Prompt:
Rewrite every line of the records below as a numbered list, skipping blank lines. Don't put any pictures in your answer.

[Records for bounding box labeling]
========================================================================

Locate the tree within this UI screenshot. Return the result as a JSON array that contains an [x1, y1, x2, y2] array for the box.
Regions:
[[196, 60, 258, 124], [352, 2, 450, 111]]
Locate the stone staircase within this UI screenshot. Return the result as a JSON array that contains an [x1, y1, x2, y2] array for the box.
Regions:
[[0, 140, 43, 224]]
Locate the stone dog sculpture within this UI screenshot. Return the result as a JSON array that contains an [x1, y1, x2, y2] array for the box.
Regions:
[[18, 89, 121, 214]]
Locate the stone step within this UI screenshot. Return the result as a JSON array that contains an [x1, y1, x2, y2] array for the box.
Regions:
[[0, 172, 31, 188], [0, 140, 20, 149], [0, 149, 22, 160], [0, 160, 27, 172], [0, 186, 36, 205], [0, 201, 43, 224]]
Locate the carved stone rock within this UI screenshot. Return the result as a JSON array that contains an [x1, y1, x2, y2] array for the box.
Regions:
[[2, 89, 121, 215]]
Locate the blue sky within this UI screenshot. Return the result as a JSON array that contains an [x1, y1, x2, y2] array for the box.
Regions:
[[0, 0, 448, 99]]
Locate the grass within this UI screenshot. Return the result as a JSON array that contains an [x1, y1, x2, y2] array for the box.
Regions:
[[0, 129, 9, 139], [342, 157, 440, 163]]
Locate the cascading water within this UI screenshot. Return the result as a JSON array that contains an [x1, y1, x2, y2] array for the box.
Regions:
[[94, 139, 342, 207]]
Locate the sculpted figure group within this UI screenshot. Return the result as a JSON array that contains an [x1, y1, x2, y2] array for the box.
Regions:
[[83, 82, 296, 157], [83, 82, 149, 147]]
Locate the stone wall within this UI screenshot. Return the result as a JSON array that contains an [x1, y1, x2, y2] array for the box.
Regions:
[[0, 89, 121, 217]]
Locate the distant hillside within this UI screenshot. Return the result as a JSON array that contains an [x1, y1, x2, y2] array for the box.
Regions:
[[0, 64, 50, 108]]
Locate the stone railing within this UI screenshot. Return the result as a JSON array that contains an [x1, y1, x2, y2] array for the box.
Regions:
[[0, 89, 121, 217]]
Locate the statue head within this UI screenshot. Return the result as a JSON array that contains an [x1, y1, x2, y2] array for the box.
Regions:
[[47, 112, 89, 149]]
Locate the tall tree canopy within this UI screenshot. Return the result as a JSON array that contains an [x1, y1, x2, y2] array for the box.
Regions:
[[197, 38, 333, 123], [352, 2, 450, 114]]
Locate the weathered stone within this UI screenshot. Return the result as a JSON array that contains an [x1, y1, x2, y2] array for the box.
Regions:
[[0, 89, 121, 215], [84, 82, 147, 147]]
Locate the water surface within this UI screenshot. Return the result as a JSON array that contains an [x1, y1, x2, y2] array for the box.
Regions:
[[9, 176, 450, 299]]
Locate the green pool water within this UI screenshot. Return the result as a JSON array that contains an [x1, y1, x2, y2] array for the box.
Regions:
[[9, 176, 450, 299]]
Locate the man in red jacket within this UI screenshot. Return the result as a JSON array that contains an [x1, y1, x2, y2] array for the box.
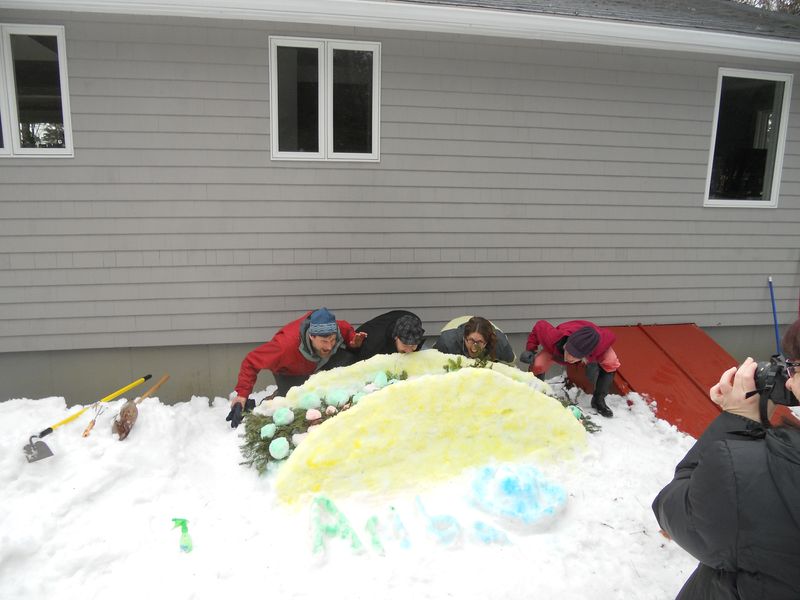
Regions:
[[520, 321, 619, 417], [227, 308, 367, 427]]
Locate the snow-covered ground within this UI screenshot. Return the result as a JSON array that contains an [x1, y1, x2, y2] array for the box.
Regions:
[[0, 382, 696, 600]]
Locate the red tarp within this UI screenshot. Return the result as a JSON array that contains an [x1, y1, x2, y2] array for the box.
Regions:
[[567, 323, 791, 437]]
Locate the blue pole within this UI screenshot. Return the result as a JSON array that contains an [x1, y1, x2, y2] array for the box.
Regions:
[[767, 275, 781, 354]]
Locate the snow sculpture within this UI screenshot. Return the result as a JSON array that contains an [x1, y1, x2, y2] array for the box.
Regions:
[[275, 366, 586, 502]]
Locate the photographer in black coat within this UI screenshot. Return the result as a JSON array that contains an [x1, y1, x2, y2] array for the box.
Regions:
[[653, 320, 800, 600]]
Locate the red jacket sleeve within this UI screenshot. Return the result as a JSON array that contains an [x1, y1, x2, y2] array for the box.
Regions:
[[236, 339, 283, 398], [525, 321, 553, 352], [336, 321, 356, 348]]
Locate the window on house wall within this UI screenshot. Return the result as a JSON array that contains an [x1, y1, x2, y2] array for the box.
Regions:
[[0, 25, 73, 156], [270, 37, 380, 161], [705, 69, 792, 207]]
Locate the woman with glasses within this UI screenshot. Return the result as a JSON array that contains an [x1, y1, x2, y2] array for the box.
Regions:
[[433, 317, 514, 363], [653, 320, 800, 600]]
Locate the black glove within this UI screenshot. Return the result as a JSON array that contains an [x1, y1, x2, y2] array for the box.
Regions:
[[225, 398, 256, 429]]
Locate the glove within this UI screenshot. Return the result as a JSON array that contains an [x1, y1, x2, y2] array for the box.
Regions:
[[225, 398, 256, 429]]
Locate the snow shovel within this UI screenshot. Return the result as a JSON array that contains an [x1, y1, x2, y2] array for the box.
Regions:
[[111, 375, 169, 442], [22, 375, 151, 462]]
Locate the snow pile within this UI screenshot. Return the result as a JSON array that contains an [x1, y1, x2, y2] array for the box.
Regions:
[[0, 382, 695, 600]]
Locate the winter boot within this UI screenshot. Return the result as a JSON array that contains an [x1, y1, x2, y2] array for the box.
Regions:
[[592, 368, 614, 419], [592, 395, 614, 419]]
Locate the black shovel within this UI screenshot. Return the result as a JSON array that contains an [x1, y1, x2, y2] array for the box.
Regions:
[[22, 375, 151, 462]]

========================================================================

Answer to the task:
1. Locate the tree within this UI screenshot. Return the result as a JSON array that contains an [x1, y1, x2, y2] array for the box.
2. Regions:
3. [[196, 60, 258, 124], [352, 2, 450, 111]]
4. Locate the stone staircase within this UI screenshot. Return the result as a JSON array that contains an [x1, y1, x2, y2] array for the box.
5. Regions:
6. [[0, 140, 43, 224]]
7. Locate the stone dog sculpture within this UI screenshot. Return the result as a JSON array that contains an [x1, y1, x2, y2] array for the box.
8. Regions:
9. [[18, 89, 121, 214]]
10. Locate the stone step within this UI screenshot. Return the result as a JSON array that contains an [x1, y1, x2, y2] array for the box.
11. Regions:
12. [[0, 172, 31, 188], [0, 140, 20, 149], [0, 149, 22, 160], [0, 160, 27, 172], [0, 186, 36, 205], [0, 201, 43, 224]]
13. Locate the carved stone rock within this UI screenshot. Return the result as a JSON array that contains an [x1, y1, x2, y2] array for the box.
14. Regions:
15. [[2, 89, 121, 215]]
16. Locate the blue sky within this UI screenshot. Return the result as a JSON array that contains an [x1, y1, x2, y2] array for the box.
17. Regions:
18. [[0, 0, 448, 99]]
19. Locate the grass within this UI screenshot. Return the result as a JSON array that contains an [x1, y1, x2, y2] array for the box.
20. Regions:
21. [[0, 129, 9, 139], [342, 157, 440, 163]]
22. Locate the cascading water within this UI screenshot. Return the result as a JSON array that contains an [x1, y1, x2, y2] array for the box.
23. Regions:
24. [[94, 139, 342, 207]]
25. Locate the sculpted figure group within this UI screenshot. Return the result as a JSON array that contains an [x1, y1, x2, y2] array for the box.
26. Regions:
27. [[83, 82, 296, 157], [83, 82, 149, 147]]
28. Locate the stone wall within this UI screenshot. Return the result as a JSON array that contains an [x1, y1, x2, y2] array for the box.
29. Regions:
30. [[0, 89, 121, 217]]
31. Locate the distant hillside within this UI screenshot. Return the result as a JSON array that contains an [x1, y1, x2, y2] array for the box.
32. Regions:
33. [[0, 64, 50, 108]]
34. Locate the stone railing within this UI screenshot. Return the result as a JSON array that contains an [x1, y1, x2, y2] array for the box.
35. Regions:
36. [[0, 89, 121, 217]]
37. Locate the statue head within this UI screenshot. Return the result as a JSON array that contains an [x1, y1, x2, y2] array for the box.
38. Regions:
39. [[47, 112, 89, 149]]
40. Locate the tall tree canopy within this UI screenshot. Return the result as a JSON array that contains an [x1, y1, x2, y2] array for the box.
41. Regions:
42. [[197, 38, 333, 123], [352, 2, 450, 114]]
43. Locate the weathered stone within this UI screenshot. Return the result as a JSON array that contains an [x1, y1, x2, y2] array for the box.
44. Regions:
45. [[0, 89, 121, 215], [84, 82, 147, 147]]
46. Locate the water surface within this UI screenshot. Return the result as a JSON array that contains an [x1, y1, x2, y2] array for the box.
47. Regions:
48. [[9, 176, 450, 299]]
49. Locate the green pool water within this UI screenshot. Return the result as a JSON array that contains an [x1, y1, x2, y2] array for the box.
50. Regions:
51. [[9, 176, 450, 299]]
52. Locate the man in red jacket within this UI screenshot. Return the result as a JSON array that contains an [x1, y1, x2, y2] array for the box.
53. Regions:
54. [[520, 321, 619, 417], [227, 308, 367, 427]]
55. Locate the snow-covered ground within this UI screenshot. Return the result as a JSON array that contains an [x1, y1, x2, y2] array for the box.
56. Regions:
57. [[0, 382, 696, 600]]
58. Locate the red tarp within this UI screenshot. Return the result as a JSON array that contains an [x1, y1, x2, y2] array for the box.
59. Regions:
60. [[567, 323, 791, 437]]
61. Locate the blue pole within this UI screenshot. Return the result as a JSON array that contains an [x1, y1, x2, y2] array for the box.
62. Regions:
63. [[767, 275, 781, 354]]
64. Locate the snow sculpture within this UI screenshot. Return the result as a JSON array that contains an [x1, y1, x2, y2] array for the box.
65. Regions:
66. [[275, 366, 586, 502]]
67. Locate the photographer in black coat within this UI screenshot. Return the result as a JSON array that contains an [x1, y1, x2, y2] array for the box.
68. Regions:
69. [[653, 320, 800, 600]]
70. Locate the red jacket sleeve within this UI screenshot. Return the result as a JSON array that contains an [x1, y1, x2, y2] array for the box.
71. Regions:
72. [[236, 339, 283, 398], [525, 321, 553, 352], [336, 321, 356, 348]]
73. Locate the window on house wall within this UI screenshot. Return the result as a JSON array that contains an [x1, y1, x2, y2] array for the box.
74. Regions:
75. [[0, 25, 73, 156], [270, 37, 380, 161], [705, 69, 792, 207]]
76. Locate the woman with glasses within this UI screenshot. Return the result as a JSON array that contains an [x1, y1, x2, y2] array for the box.
77. Regions:
78. [[433, 317, 514, 363], [653, 320, 800, 600]]
79. Locate the black glove within this UI screenshot. Return the result as a JSON array that contains an [x1, y1, x2, y2] array for the box.
80. Regions:
81. [[225, 398, 256, 429]]
82. Locate the glove within this UI screenshot. Return the result as a JSON array that contains an [x1, y1, x2, y2] array for the box.
83. Regions:
84. [[225, 398, 256, 429]]
85. Locate the snow shovel within this UI screenshot. Return the result as a JSON array that contains an [x1, y1, x2, y2] array for the box.
86. Regions:
87. [[111, 375, 169, 442], [22, 375, 151, 462]]
88. Locate the snow pile within this UI screenshot. Return the result as a JSON array that contains an [x1, y1, x2, y2] array for the box.
89. Regions:
90. [[0, 382, 695, 600]]
91. Locate the winter boot within this UI screenshot. Return the result as a JSON array that contains an [x1, y1, x2, y2] array for the box.
92. Regions:
93. [[592, 368, 614, 419], [592, 395, 614, 419]]
94. Locate the black shovel within this UI screenshot. Return the result as a JSON array that contains an [x1, y1, x2, y2] array for the box.
95. Regions:
96. [[22, 375, 151, 462]]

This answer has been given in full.